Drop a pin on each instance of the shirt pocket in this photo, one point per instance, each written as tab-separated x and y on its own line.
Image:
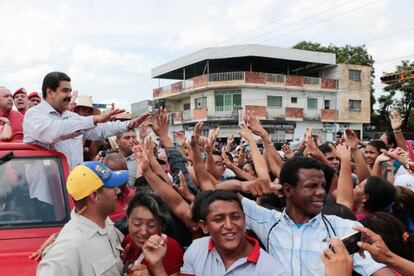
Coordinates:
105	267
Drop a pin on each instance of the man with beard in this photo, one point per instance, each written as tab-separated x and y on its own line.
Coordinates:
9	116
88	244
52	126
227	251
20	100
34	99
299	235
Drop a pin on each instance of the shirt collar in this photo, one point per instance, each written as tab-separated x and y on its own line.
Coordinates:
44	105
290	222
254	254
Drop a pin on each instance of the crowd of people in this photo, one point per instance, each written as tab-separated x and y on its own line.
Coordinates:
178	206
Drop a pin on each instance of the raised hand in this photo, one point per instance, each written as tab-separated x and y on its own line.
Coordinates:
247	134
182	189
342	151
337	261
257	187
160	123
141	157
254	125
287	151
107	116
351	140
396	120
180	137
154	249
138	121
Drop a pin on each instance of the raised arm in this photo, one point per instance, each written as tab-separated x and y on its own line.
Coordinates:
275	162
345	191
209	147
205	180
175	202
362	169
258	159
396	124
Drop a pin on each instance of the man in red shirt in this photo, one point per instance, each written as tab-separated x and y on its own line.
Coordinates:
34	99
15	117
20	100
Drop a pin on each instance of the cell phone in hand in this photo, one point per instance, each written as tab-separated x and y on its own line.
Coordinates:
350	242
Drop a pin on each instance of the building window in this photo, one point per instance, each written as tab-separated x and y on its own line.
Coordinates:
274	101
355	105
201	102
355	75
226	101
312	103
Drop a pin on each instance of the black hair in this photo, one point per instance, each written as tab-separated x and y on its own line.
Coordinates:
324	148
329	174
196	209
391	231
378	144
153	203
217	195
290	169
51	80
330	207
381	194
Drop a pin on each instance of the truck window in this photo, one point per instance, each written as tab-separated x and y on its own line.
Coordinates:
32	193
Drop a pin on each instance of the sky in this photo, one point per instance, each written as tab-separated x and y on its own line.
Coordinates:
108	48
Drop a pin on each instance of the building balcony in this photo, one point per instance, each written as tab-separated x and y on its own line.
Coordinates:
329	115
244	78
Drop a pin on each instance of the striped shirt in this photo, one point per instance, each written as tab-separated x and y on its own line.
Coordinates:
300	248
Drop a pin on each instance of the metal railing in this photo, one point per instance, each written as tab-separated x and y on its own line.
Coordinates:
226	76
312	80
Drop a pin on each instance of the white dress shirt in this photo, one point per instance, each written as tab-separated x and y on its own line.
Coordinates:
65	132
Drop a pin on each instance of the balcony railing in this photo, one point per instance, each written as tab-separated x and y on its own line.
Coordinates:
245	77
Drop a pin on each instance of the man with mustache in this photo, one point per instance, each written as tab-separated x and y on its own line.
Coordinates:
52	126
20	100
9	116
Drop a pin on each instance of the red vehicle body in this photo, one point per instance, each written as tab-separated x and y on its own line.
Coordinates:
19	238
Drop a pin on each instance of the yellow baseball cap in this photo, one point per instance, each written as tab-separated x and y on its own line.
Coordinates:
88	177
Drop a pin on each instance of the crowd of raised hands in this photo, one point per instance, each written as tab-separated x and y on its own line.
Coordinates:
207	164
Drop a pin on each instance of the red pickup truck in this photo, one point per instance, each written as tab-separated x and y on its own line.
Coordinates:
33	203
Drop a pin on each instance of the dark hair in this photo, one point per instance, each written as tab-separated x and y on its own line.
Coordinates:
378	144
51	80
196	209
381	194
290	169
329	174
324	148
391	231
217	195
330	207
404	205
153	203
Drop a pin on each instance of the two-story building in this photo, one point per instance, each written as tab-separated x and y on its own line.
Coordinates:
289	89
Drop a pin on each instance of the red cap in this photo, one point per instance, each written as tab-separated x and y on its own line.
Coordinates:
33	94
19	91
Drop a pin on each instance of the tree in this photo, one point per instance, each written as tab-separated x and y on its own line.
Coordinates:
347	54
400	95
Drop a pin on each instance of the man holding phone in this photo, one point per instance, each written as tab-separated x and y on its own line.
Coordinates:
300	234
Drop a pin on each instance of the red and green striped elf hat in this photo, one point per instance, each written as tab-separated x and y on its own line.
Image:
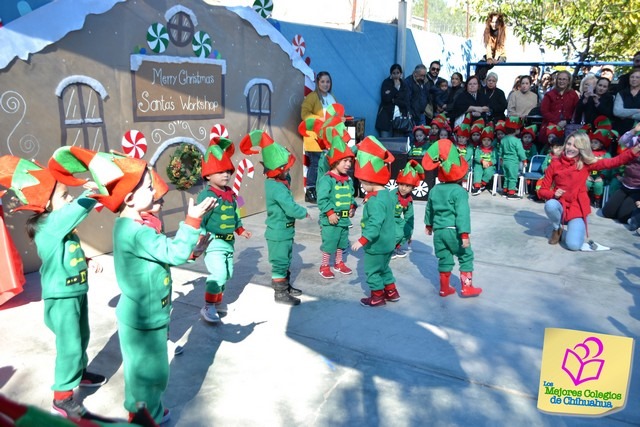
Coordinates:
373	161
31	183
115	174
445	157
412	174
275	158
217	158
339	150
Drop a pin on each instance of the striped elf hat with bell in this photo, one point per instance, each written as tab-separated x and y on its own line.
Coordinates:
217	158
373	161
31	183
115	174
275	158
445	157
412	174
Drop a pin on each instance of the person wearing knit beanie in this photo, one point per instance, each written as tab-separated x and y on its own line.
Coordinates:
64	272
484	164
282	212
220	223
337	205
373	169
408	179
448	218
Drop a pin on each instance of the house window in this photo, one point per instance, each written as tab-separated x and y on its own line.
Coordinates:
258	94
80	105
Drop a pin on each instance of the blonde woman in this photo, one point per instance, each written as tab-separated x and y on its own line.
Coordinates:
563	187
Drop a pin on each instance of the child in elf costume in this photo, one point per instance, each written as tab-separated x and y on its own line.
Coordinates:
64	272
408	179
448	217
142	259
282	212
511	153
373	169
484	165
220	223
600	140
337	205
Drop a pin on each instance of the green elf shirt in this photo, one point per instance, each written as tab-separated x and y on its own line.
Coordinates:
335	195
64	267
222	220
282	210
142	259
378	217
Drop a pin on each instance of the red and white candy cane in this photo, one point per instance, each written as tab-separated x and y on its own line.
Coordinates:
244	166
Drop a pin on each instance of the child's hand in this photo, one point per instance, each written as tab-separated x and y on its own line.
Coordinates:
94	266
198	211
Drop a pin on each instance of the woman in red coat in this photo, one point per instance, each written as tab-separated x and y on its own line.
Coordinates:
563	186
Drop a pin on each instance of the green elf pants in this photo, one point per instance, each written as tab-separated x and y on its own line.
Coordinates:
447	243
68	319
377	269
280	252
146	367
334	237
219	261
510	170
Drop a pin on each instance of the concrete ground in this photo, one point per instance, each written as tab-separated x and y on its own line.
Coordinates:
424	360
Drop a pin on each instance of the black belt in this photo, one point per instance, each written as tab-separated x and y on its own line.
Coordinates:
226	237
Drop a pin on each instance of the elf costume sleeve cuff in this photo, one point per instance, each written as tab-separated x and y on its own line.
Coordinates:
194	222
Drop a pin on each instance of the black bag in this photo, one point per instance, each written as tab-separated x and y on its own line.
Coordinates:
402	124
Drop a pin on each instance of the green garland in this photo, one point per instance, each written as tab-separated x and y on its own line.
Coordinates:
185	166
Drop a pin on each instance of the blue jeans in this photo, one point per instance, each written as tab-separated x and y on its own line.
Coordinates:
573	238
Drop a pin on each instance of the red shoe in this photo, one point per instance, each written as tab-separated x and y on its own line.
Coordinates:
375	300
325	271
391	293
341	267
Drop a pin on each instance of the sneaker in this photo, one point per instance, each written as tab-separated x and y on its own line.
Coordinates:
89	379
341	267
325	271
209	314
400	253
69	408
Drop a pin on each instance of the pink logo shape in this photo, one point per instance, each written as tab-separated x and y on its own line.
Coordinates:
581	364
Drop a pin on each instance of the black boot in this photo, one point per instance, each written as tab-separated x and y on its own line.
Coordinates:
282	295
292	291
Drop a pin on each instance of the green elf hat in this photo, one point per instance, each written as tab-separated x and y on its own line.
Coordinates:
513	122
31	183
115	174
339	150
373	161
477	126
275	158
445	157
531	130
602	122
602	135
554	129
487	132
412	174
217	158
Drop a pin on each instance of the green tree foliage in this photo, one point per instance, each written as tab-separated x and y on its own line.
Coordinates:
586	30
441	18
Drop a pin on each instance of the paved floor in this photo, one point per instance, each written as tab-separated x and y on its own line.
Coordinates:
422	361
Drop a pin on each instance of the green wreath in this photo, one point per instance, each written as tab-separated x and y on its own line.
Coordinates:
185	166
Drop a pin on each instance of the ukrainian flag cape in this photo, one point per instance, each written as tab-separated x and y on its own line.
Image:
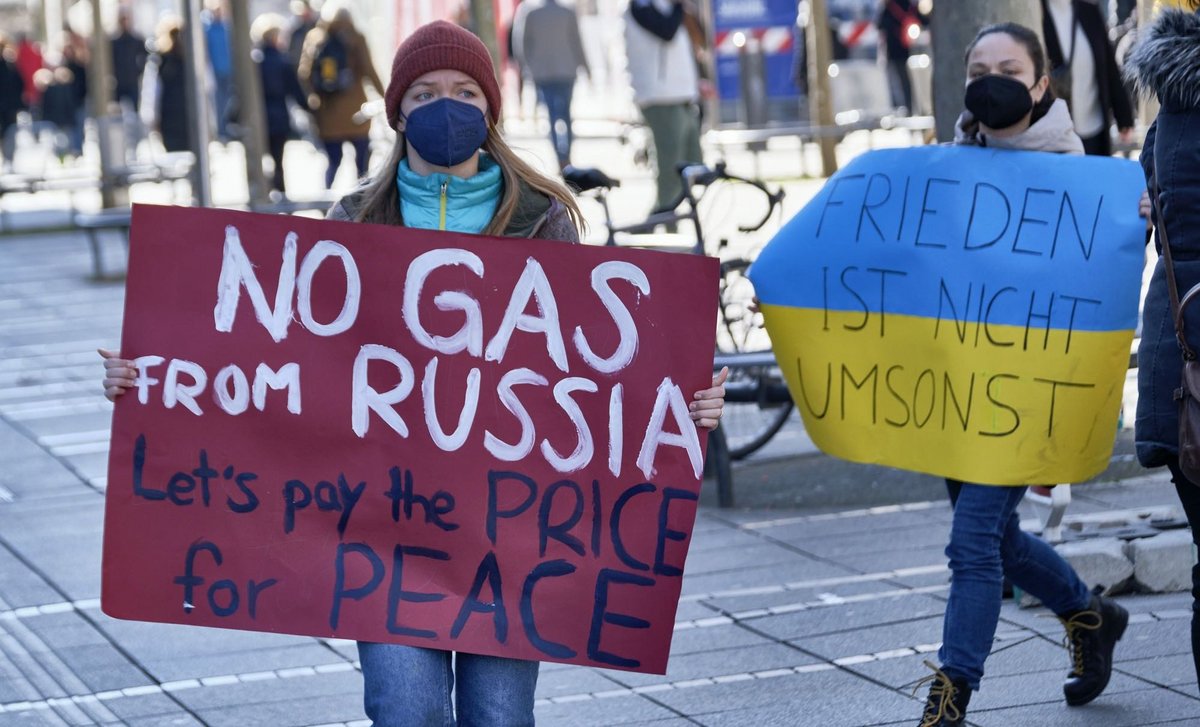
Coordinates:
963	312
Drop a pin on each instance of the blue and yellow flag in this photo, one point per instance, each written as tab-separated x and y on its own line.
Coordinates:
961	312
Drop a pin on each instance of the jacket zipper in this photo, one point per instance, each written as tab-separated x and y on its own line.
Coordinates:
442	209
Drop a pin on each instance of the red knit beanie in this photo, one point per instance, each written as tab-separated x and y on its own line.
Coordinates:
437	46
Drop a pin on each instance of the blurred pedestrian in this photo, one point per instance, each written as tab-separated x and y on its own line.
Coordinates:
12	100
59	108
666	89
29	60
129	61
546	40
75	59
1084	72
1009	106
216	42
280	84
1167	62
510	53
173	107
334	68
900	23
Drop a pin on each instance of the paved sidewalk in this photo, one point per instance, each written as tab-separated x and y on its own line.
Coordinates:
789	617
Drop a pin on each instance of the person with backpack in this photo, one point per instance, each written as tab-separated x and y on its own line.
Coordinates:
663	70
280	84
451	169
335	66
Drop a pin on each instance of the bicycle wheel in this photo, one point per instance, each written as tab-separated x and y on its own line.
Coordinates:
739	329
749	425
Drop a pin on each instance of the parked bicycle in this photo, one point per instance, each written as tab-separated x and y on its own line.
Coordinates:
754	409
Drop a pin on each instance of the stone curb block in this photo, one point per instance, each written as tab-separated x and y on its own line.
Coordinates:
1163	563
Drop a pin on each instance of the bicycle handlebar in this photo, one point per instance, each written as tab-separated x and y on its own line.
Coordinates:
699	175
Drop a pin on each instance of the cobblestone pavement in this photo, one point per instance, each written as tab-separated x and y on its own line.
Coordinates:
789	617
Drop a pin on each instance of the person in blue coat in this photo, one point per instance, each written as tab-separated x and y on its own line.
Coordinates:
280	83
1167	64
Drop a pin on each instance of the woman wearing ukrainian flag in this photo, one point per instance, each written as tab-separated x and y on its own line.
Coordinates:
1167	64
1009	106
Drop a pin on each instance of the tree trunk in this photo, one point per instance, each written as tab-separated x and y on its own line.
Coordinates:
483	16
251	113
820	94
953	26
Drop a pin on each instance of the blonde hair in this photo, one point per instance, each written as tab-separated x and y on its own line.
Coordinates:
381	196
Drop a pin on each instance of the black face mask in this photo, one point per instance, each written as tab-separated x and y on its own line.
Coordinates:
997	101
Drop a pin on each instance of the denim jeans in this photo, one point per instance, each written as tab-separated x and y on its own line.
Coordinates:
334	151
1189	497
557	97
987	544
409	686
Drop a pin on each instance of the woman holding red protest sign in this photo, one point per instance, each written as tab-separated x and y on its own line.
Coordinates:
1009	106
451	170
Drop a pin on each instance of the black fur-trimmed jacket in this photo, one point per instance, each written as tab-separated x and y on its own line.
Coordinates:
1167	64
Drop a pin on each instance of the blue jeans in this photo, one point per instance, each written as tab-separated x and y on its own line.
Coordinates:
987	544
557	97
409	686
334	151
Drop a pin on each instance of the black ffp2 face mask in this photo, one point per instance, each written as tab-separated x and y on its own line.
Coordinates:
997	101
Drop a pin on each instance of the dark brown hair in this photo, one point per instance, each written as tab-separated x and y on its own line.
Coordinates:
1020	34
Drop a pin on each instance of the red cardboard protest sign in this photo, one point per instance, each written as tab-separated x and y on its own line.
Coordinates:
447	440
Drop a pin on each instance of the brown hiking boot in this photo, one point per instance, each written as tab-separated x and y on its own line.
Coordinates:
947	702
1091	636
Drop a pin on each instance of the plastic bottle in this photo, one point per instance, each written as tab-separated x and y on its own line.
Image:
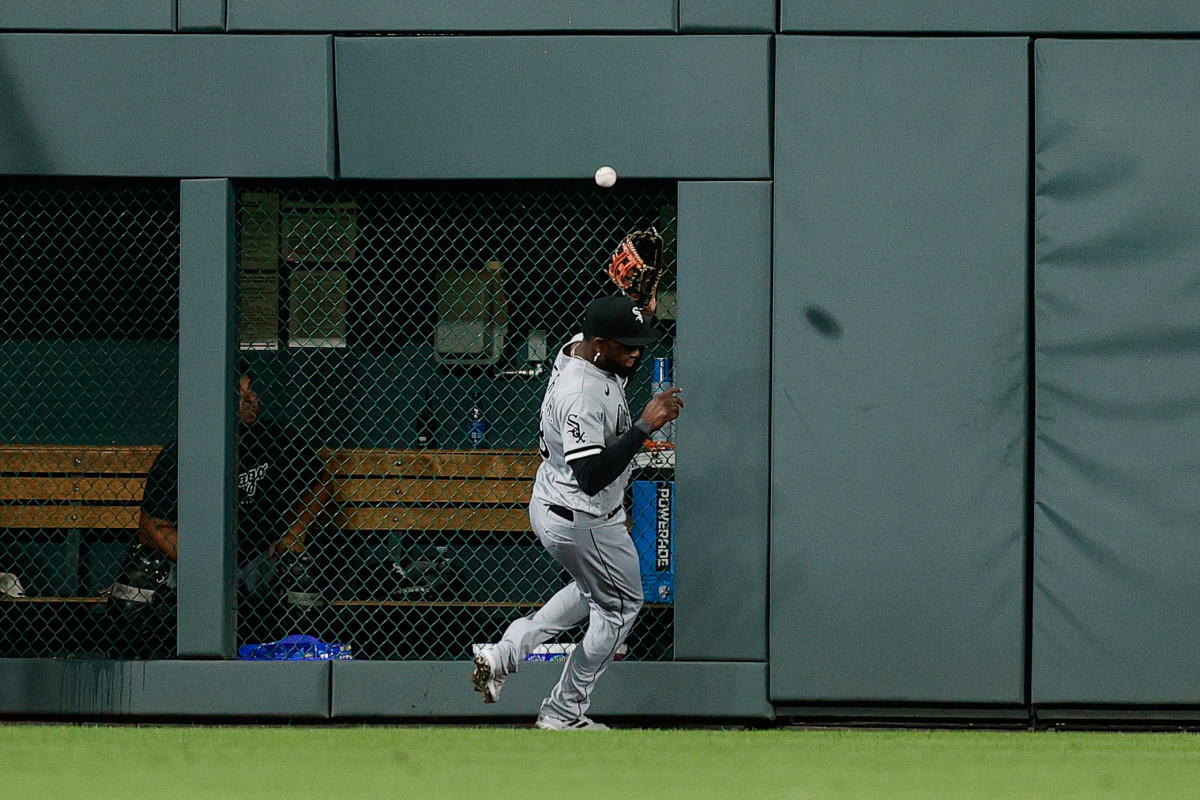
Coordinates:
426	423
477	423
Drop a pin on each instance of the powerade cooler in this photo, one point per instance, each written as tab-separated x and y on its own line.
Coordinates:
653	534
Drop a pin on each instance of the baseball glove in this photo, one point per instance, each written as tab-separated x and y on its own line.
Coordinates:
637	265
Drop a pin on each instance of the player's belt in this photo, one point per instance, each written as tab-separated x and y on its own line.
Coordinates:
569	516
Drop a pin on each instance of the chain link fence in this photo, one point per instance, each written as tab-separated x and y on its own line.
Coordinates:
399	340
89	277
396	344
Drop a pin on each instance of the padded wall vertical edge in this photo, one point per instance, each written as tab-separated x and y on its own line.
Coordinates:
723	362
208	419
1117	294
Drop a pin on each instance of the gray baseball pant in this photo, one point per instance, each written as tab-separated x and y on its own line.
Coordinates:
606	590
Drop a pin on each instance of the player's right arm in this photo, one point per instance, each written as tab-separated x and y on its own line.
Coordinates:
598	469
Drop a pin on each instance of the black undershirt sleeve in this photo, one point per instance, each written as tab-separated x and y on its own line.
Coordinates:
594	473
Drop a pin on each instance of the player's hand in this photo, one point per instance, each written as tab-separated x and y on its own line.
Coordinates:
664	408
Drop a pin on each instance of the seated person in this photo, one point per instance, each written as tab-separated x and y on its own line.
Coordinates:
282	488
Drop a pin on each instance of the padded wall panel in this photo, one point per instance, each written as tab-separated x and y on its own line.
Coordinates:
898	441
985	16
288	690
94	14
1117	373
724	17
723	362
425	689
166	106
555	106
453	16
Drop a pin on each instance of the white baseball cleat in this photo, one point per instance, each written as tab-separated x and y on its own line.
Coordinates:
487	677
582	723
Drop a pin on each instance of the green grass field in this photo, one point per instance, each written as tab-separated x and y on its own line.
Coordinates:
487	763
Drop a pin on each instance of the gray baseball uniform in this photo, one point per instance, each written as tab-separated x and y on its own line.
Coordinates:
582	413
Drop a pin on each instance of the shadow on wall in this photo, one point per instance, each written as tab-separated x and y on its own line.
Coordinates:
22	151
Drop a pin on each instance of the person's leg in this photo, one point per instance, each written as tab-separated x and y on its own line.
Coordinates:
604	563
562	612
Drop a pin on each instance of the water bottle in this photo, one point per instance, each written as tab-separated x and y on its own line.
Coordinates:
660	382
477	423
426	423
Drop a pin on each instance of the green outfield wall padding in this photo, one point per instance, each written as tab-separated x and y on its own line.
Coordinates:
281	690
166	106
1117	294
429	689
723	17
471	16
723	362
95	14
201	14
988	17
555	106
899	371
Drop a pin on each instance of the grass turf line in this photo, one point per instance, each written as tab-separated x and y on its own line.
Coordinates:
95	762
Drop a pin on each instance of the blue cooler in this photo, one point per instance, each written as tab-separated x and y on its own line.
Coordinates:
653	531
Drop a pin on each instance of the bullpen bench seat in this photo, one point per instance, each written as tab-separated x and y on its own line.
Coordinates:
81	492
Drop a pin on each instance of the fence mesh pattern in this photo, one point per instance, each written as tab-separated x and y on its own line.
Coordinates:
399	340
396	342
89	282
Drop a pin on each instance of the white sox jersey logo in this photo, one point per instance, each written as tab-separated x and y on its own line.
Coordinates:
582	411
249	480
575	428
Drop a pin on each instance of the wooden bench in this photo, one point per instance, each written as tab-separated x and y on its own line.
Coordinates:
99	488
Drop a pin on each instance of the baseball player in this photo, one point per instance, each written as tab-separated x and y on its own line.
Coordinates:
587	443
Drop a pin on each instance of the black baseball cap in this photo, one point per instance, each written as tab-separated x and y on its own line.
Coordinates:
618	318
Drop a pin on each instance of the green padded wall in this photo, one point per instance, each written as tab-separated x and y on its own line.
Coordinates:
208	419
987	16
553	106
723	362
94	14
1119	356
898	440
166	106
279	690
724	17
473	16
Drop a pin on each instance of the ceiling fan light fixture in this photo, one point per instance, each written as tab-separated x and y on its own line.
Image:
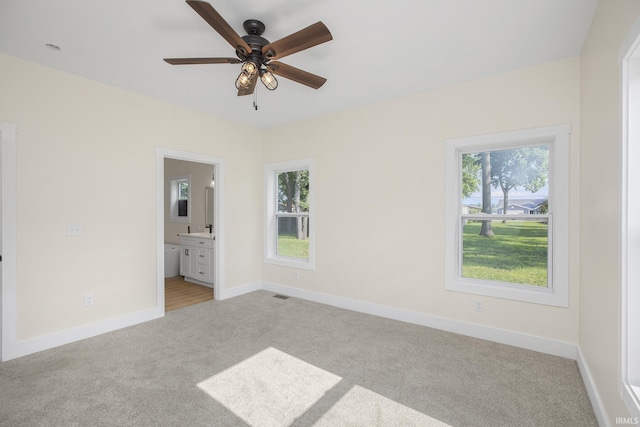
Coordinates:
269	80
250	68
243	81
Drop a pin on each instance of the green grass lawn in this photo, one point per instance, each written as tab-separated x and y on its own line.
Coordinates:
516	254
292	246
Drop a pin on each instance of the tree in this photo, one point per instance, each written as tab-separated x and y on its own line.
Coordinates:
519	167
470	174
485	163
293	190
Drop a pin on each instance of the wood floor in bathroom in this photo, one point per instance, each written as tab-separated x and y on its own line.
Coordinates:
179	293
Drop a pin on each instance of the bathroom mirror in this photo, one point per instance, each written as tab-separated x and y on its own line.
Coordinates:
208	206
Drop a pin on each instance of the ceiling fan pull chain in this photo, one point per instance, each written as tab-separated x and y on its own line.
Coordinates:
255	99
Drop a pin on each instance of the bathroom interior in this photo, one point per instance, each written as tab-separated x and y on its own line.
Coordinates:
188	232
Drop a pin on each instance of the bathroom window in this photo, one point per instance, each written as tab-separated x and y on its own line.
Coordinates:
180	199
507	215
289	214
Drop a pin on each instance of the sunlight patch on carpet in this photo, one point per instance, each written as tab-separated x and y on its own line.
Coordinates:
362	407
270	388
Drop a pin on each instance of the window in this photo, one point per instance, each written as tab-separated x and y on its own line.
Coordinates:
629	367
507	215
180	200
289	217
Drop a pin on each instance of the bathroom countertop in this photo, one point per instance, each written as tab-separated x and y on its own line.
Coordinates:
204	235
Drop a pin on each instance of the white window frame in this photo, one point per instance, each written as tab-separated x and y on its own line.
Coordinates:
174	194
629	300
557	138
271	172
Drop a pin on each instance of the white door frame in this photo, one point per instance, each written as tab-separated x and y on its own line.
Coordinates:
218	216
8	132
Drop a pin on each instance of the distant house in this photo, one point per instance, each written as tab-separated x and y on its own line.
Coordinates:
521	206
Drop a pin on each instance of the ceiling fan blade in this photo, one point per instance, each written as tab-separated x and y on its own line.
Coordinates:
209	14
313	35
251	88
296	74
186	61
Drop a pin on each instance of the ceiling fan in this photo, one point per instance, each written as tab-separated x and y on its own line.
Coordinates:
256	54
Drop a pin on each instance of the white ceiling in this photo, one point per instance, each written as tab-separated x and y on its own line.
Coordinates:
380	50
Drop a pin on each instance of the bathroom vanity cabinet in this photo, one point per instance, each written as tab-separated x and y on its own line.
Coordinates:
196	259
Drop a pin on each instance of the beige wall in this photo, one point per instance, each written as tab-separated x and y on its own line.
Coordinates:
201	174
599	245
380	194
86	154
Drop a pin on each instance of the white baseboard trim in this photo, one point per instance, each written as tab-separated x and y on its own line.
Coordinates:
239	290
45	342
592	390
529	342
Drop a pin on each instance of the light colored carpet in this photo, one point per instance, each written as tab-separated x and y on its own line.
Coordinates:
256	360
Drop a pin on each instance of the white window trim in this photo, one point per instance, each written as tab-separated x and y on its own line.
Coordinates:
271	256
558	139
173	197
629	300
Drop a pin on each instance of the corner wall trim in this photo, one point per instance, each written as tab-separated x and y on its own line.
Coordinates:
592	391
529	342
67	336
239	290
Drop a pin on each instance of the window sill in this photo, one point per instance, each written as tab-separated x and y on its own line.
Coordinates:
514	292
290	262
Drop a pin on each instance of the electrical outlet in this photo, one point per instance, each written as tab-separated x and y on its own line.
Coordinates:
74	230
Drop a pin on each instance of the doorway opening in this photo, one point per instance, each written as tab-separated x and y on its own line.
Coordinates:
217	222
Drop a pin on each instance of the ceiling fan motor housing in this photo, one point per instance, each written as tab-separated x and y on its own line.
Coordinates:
══════
* **Directions**
Gather from the data above every line with the string "window".

* **Solution for this exercise**
Drop a pin on each instance of the building window in this photo, one point per instance, each written as tab-separated x and y on its own line.
Drop a pin on each instance of the truck window in this photo, one point per instance, each written as tab-separated x and y on its own line.
Drop a pin on each instance of the house window in this photo, one point per instance, each written as tab-separated x and y on its own line.
Drop a pin on each instance of the bathroom window in this photo, one point per instance, each written as tab-separated x and y on its own line.
Drop a pin on each instance of the window in this photo, one point per instance, each written as tab-separated x and y on its own line.
Drop a pin on each instance of the white window frame in this photo, one point per instance, each written as tab-separated x and y on its own line.
Drop a pin on each instance of the white window trim in this photo, one point per instance, each written as tab-separated x and y on its own line.
Drop a pin on each instance of the window sill in this photo, one point per instance, each written as tab-separated x and y on its own line.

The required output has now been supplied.